PROBLEM STATEMENT: Starting at the line containing "Task: Locate every instance of thin" and ending at the line containing "[50,726,121,789]", rewrite those lines with "burgundy" switched to "maroon" and nothing else changed.

Lines of data:

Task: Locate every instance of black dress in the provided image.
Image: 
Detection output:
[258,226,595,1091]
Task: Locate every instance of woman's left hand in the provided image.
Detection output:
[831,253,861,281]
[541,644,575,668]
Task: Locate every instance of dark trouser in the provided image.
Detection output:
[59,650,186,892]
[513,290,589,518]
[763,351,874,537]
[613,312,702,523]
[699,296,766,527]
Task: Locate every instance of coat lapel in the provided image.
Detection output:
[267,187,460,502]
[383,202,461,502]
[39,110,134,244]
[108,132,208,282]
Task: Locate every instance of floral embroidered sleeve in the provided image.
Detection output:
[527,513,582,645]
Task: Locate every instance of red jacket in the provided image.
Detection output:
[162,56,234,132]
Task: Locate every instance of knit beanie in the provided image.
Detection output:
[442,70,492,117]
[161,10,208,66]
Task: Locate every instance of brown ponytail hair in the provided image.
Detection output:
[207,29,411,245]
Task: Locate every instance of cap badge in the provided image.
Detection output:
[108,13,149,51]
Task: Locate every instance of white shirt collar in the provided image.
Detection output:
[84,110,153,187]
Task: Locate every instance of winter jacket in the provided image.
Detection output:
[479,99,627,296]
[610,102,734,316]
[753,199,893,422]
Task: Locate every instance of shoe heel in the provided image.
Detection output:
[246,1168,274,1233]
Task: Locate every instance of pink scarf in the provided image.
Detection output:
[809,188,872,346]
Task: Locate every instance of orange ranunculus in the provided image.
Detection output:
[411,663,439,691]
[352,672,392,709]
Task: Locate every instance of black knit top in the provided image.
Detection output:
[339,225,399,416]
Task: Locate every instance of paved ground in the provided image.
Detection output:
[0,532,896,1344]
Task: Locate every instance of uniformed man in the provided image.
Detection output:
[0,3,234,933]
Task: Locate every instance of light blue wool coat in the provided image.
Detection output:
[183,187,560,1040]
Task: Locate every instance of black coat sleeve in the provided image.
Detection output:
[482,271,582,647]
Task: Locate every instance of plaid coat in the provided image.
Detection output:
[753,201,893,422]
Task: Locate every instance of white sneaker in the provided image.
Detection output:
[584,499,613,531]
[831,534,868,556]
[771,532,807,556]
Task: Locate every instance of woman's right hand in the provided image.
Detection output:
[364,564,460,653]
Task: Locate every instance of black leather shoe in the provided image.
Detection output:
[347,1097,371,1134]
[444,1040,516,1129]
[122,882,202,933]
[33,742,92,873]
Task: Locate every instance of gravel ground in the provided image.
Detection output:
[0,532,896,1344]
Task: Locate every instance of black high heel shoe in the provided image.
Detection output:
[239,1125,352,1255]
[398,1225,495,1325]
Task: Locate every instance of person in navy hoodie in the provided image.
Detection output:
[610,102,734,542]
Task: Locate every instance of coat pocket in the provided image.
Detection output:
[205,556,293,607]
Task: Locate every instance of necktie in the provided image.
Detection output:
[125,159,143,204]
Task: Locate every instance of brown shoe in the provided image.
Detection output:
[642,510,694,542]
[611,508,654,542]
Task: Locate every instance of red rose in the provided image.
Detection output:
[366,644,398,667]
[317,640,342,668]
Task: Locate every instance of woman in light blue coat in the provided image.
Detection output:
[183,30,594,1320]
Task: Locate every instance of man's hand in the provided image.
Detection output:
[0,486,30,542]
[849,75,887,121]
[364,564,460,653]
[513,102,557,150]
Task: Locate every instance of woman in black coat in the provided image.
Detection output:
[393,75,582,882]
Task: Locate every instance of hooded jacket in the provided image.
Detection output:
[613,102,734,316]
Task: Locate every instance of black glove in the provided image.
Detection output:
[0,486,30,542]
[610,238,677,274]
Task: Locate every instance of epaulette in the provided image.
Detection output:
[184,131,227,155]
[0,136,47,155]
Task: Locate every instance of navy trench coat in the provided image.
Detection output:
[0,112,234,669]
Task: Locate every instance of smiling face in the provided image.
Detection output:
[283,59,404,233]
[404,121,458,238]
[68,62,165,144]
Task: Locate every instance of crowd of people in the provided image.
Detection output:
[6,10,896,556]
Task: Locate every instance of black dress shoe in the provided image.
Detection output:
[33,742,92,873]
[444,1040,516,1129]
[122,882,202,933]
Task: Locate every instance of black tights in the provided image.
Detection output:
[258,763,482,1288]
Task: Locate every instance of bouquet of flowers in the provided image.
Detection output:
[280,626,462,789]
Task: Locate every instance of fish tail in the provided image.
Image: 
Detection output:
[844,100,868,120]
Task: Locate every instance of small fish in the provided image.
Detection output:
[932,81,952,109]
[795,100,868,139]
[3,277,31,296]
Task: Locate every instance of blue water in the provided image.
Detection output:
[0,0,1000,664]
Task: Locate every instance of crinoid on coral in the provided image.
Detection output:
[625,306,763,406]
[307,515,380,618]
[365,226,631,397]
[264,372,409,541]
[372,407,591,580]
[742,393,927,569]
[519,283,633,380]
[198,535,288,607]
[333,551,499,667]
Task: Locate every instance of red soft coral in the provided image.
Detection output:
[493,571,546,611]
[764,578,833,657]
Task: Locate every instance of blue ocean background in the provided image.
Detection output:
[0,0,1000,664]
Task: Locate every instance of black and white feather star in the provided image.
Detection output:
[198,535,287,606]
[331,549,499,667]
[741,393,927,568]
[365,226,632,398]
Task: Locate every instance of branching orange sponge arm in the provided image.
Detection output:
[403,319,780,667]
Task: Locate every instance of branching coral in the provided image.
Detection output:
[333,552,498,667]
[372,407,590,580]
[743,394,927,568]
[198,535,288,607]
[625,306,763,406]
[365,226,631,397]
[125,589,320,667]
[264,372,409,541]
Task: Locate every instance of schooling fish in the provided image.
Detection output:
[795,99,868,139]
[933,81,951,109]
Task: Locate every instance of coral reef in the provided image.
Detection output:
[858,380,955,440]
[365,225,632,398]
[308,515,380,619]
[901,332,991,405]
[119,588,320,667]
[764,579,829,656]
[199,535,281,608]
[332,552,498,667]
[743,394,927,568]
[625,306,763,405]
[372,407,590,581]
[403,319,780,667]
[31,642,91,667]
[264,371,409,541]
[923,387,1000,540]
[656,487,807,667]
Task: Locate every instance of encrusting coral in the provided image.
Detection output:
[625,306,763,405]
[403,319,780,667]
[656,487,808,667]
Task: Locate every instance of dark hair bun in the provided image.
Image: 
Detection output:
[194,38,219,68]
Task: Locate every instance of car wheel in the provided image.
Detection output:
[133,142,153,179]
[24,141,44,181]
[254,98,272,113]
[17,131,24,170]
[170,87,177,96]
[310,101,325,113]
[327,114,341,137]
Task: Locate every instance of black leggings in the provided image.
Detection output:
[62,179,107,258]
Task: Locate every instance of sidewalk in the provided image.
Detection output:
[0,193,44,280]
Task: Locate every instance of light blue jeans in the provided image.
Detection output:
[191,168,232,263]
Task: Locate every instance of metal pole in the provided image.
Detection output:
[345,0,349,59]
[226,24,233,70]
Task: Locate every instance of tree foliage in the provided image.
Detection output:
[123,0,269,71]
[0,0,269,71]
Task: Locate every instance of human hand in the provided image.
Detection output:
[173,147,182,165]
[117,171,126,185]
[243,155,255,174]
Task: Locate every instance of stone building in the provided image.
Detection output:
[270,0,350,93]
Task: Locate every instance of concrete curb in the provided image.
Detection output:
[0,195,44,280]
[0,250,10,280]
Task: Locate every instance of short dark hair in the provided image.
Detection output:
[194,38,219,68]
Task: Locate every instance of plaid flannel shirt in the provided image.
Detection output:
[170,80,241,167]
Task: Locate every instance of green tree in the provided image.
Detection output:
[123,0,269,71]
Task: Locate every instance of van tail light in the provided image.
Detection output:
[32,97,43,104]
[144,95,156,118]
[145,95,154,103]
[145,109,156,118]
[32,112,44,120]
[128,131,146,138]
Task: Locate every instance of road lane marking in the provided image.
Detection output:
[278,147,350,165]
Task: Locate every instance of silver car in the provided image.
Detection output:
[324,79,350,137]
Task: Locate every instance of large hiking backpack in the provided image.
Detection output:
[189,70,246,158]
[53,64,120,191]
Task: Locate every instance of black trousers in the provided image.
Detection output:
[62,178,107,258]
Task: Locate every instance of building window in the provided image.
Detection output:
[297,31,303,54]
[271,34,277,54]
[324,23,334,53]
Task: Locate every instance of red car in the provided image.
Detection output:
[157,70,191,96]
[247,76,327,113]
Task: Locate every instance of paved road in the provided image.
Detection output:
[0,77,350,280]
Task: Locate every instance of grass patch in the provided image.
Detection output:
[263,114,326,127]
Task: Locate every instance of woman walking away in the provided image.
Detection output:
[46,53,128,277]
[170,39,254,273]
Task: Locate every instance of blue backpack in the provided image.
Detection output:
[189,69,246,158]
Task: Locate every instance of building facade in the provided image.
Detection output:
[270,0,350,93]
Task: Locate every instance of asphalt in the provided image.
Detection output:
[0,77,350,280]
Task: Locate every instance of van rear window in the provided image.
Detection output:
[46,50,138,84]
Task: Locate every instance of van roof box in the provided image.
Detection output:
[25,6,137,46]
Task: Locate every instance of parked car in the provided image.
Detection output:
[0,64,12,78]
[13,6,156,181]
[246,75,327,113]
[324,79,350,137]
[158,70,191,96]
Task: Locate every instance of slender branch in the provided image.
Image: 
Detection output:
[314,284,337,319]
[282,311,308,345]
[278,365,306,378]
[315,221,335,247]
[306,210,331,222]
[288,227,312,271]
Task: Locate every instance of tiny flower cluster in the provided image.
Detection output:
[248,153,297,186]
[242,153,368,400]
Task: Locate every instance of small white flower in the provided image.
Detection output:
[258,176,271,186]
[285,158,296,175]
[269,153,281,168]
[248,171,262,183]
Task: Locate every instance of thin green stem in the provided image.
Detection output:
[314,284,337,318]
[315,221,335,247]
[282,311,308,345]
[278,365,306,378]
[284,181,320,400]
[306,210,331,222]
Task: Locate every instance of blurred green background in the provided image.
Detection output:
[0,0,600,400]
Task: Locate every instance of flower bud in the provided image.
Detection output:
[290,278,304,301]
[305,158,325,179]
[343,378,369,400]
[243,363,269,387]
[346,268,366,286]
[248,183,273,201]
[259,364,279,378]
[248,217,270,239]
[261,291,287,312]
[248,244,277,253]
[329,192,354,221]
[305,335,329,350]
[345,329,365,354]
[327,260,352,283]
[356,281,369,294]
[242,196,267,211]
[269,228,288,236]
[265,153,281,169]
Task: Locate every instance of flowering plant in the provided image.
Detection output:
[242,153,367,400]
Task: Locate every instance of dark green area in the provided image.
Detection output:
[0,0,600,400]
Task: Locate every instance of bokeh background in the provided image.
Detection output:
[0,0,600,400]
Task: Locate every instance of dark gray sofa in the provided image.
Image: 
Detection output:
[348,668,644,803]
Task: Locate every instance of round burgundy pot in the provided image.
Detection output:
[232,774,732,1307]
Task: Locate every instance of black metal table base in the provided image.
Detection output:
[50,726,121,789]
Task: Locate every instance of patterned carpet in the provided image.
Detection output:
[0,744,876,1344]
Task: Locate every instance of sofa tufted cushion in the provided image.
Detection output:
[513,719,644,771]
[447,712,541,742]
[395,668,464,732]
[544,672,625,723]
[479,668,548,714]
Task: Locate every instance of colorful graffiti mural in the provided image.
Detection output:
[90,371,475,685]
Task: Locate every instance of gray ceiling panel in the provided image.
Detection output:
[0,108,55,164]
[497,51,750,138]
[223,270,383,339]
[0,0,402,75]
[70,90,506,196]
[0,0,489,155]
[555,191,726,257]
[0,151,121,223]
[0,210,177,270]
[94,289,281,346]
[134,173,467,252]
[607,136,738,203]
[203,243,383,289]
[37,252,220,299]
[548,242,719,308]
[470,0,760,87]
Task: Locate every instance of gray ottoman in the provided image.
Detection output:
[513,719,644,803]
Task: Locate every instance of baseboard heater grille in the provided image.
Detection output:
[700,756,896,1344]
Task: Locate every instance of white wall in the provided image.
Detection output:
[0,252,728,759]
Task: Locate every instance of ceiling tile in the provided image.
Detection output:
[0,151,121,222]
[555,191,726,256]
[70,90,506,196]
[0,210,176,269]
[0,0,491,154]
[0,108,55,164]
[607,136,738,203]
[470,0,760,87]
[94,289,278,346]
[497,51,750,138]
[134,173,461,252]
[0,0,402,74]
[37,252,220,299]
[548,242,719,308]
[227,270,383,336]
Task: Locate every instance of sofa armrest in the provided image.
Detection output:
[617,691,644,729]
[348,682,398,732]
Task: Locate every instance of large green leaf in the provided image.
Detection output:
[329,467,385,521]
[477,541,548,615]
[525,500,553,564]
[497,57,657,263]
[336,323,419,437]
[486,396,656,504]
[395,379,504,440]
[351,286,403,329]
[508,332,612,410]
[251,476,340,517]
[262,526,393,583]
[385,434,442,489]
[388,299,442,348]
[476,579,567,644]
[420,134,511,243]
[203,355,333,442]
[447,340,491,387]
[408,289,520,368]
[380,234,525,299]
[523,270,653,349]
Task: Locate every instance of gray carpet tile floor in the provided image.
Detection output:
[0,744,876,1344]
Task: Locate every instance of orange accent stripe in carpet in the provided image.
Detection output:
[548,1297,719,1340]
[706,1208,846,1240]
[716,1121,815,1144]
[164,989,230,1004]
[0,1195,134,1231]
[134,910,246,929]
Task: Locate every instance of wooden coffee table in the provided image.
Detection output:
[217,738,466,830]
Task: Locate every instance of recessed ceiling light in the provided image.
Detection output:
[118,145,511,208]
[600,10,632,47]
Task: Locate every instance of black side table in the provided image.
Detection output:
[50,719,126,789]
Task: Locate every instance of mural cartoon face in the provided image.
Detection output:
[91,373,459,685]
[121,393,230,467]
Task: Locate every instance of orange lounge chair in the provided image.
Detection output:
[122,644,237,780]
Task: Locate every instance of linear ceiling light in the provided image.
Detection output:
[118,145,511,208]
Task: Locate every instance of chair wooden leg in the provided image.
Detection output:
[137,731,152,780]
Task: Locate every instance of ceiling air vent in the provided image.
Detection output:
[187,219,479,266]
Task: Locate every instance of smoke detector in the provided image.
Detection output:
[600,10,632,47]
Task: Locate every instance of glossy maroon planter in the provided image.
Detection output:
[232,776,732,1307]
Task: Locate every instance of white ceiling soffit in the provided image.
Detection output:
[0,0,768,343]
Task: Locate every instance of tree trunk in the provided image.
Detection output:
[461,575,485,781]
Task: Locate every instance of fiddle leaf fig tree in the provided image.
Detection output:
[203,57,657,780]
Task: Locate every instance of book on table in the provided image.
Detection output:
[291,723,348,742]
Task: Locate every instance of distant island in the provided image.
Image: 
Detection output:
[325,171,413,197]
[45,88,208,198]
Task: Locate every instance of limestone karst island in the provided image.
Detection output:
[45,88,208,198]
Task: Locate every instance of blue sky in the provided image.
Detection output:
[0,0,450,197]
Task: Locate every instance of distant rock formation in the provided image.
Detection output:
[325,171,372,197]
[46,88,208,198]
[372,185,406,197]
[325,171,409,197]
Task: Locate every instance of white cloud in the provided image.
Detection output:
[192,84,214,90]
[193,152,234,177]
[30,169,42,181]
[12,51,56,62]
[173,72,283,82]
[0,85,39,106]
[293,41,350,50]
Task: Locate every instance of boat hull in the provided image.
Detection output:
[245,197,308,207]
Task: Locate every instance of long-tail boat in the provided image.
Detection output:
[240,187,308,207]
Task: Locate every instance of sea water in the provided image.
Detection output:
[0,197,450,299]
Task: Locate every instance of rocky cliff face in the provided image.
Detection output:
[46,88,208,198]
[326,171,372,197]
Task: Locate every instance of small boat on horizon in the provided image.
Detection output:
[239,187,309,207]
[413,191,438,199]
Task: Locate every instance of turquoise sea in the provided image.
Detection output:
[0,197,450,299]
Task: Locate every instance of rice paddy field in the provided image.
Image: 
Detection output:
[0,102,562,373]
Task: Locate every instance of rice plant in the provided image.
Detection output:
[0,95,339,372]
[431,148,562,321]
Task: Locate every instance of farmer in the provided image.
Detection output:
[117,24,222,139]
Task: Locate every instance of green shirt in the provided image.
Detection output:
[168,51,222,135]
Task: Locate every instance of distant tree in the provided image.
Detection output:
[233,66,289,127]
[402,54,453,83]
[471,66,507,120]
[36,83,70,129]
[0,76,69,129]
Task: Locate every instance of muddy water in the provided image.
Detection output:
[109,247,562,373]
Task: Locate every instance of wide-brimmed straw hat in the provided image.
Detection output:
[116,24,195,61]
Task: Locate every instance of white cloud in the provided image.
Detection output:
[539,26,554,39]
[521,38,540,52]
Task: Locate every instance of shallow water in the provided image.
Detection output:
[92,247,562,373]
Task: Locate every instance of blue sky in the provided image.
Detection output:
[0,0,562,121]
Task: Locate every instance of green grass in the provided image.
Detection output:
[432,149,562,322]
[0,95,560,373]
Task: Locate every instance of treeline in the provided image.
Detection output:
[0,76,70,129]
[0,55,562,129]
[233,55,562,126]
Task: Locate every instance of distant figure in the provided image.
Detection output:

EXERCISE OUTPUT:
Task: Locate every instance of thin green stem in the provided image.
Detection output:
[314,284,337,318]
[315,221,335,247]
[282,311,308,345]
[278,365,306,378]
[284,181,320,400]
[306,210,331,222]
Task: Locate every instance of blurred green background in the provided image.
Detection output:
[0,0,600,400]
Task: Locate every instance of flower bud in the provided image.
Detection output:
[290,278,304,301]
[305,158,325,179]
[343,378,369,400]
[243,363,269,387]
[346,268,366,286]
[248,183,273,201]
[259,364,279,378]
[248,217,270,239]
[261,291,287,312]
[248,244,277,253]
[329,192,354,221]
[305,335,329,350]
[345,329,365,354]
[327,260,352,283]
[356,281,369,294]
[242,196,267,211]
[269,228,288,236]
[265,153,281,169]
Task: Locate every instance of flowering plant in the provided image.
Detection output:
[242,153,367,400]
Task: Locate every instance of dark green area in the provided image.
Detection output:
[0,0,600,400]
Task: Locate every instance of bokeh background in the provided image.
Detection output:
[0,0,600,400]
Task: Locate every instance of dark gray sofa in the provided image.
Image: 
Detection output:
[348,668,644,803]
Task: Locate every instance of round maroon pot in the provided image.
Detection output:
[232,774,732,1307]
Task: Locate every instance of black metal table base in the provided image.
Detection output:
[50,726,121,789]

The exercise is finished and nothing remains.